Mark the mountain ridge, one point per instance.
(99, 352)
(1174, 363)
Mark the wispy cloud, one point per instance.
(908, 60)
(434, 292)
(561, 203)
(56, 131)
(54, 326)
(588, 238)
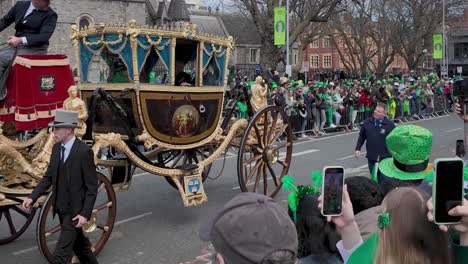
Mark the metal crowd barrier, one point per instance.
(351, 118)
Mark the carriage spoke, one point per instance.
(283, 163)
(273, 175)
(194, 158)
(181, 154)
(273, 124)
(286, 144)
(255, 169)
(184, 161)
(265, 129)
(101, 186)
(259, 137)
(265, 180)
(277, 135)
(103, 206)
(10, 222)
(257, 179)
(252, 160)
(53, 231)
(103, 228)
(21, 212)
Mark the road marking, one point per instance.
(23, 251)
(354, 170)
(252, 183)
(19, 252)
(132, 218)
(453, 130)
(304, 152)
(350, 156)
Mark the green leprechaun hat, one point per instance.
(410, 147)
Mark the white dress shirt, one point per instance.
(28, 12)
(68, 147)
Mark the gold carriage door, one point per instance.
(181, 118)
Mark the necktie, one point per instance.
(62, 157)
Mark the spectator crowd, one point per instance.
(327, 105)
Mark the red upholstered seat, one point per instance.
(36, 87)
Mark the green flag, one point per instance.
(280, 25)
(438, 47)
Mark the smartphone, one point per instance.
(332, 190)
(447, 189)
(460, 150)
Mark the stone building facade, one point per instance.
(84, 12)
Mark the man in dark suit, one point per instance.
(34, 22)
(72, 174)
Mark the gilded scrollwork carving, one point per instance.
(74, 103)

+-------+

EXERCISE DIRECTIONS –
Write out exactly those lines running from the line with "Mark the white" to the end of the data above, the first and last included.

RESPONSE –
Mark the white dress shirt, one point per instance.
(28, 12)
(68, 147)
Mark the gold carriage door, one point per instance.
(181, 118)
Mark the necktie, one point per instance.
(62, 157)
Mark the spectator crowd, one point per instance.
(327, 105)
Mark the red upholstered seat, one point per instance.
(36, 87)
Mark the green flag, one point per instance.
(280, 25)
(438, 47)
Mark the smartphone, one point per instance.
(332, 190)
(447, 189)
(460, 150)
Mark the stone building facade, one point per instance.
(84, 12)
Mark the man in dark suit, one point per instance.
(34, 22)
(72, 174)
Mark the gilded scrollwork carving, one point per instance.
(74, 103)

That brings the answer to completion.